• **What you are asked to do**
Write out exactly the first lines of the listing, ending on the line that contains "- Object to find: girl's teeth".

• **Supplied records**
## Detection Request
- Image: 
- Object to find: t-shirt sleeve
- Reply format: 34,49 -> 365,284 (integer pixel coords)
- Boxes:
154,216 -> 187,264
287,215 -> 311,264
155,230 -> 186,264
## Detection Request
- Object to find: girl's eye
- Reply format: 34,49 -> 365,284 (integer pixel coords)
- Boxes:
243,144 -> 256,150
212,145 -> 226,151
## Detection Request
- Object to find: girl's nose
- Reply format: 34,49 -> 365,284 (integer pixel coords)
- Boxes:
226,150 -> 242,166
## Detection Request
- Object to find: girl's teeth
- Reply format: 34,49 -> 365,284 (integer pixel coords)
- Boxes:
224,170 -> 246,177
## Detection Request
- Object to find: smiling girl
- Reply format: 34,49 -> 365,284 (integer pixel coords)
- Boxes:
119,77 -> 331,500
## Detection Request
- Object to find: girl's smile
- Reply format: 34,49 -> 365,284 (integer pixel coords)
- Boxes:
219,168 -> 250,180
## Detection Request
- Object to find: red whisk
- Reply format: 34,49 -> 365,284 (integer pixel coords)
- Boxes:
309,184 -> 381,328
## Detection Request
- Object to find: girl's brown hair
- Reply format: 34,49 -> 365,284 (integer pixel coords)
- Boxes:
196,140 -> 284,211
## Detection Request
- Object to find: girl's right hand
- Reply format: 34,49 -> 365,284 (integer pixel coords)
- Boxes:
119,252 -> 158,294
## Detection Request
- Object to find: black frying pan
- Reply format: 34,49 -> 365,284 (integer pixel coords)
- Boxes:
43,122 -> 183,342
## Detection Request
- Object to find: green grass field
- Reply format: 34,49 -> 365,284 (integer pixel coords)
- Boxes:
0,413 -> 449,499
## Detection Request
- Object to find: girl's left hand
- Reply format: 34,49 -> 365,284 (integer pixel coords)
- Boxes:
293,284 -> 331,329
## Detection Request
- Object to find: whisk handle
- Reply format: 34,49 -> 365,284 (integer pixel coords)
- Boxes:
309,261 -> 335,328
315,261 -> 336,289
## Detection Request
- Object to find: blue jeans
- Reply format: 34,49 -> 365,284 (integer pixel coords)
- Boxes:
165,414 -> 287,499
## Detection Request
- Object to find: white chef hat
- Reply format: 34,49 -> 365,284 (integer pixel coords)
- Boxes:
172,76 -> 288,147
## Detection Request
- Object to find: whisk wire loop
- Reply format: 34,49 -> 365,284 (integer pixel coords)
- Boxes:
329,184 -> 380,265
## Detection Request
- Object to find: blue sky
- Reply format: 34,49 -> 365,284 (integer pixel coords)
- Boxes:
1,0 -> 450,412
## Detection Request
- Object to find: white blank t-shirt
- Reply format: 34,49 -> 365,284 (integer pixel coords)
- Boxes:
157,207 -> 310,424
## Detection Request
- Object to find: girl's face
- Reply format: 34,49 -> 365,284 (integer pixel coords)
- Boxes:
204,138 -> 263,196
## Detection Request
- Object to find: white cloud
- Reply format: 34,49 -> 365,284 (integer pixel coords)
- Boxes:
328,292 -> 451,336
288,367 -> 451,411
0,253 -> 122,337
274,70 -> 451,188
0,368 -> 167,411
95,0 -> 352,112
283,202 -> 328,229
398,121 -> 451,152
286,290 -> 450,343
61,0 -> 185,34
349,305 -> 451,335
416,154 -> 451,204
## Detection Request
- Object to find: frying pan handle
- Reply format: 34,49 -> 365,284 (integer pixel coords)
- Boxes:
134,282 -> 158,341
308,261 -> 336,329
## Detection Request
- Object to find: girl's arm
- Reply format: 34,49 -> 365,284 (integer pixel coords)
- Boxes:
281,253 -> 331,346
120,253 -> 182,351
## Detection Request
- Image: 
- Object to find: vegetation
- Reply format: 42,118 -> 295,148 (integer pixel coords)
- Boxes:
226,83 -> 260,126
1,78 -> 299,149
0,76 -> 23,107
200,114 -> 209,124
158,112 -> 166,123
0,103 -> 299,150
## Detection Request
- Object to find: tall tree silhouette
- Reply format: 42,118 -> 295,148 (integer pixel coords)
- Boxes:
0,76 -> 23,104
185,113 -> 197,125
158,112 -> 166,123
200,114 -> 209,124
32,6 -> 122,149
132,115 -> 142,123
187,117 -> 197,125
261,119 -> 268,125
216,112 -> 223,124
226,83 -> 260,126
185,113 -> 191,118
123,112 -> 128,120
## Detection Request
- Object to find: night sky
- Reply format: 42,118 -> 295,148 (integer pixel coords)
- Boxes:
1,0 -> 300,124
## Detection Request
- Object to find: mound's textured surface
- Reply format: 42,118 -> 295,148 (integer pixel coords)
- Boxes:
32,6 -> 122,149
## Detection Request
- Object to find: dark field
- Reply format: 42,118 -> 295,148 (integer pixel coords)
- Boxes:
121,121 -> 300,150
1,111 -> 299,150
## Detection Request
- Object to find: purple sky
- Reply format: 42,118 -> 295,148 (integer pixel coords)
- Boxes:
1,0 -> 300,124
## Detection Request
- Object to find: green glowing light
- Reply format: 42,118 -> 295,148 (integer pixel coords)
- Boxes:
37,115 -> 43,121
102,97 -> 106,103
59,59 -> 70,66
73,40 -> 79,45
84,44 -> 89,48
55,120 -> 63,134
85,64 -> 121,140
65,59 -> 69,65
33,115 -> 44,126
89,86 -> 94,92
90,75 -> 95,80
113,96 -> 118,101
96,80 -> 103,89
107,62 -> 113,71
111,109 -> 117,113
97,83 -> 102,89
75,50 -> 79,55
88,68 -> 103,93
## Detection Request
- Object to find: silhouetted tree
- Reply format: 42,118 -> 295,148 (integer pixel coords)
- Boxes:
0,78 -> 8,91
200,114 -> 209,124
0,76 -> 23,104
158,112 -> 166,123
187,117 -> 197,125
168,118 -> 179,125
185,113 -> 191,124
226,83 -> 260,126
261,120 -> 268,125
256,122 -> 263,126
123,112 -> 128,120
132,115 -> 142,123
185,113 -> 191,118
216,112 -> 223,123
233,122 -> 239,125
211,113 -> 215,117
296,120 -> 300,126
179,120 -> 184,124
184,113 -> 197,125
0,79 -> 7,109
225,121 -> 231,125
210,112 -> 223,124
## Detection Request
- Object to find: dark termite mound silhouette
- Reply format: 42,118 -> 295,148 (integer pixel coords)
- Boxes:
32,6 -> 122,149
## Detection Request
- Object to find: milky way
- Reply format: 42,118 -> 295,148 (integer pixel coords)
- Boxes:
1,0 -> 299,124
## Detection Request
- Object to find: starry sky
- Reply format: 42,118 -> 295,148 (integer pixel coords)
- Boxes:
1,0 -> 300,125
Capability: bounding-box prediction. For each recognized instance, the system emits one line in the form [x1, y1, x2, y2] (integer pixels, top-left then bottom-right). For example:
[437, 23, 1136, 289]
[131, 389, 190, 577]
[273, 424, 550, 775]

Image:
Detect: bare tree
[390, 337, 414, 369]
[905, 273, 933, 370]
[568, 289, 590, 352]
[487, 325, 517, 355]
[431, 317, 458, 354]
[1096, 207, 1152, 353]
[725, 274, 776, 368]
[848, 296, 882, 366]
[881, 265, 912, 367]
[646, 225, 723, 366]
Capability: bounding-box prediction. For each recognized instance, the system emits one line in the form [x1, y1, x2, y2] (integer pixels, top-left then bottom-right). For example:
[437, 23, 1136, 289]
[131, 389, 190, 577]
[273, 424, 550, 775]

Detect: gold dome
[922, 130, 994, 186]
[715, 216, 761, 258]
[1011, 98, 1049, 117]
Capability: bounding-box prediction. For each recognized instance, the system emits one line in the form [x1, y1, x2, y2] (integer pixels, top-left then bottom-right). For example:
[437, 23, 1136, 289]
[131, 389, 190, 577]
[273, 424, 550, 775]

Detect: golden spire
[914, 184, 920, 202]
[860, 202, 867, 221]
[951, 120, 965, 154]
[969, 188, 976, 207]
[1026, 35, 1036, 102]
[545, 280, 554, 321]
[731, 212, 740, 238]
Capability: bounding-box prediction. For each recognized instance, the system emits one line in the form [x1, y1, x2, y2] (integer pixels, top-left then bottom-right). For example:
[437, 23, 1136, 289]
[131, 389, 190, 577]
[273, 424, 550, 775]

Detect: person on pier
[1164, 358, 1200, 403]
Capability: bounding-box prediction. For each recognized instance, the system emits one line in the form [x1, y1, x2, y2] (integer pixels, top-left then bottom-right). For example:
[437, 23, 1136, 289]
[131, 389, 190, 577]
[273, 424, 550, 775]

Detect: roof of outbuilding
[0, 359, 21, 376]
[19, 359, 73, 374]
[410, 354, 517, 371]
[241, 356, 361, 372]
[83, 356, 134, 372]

• **Answer box**
## Detection Request
- Image: 
- Object to find: t-shirt sleeve
- Reply format: 34,49 -> 365,284 (integer pixel coords)
- Boxes:
154,216 -> 187,264
287,215 -> 311,264
155,230 -> 186,264
## Detection Request
- Object to find: girl's eye
- Reply format: 34,49 -> 365,284 (integer pixel coords)
- Boxes:
243,144 -> 256,150
212,145 -> 226,151
## Detection Request
- Object to find: girl's nose
- Reply format: 34,49 -> 365,284 (integer pixel coords)
- Boxes:
226,150 -> 242,166
## Detection Request
- Object to find: girl's teeth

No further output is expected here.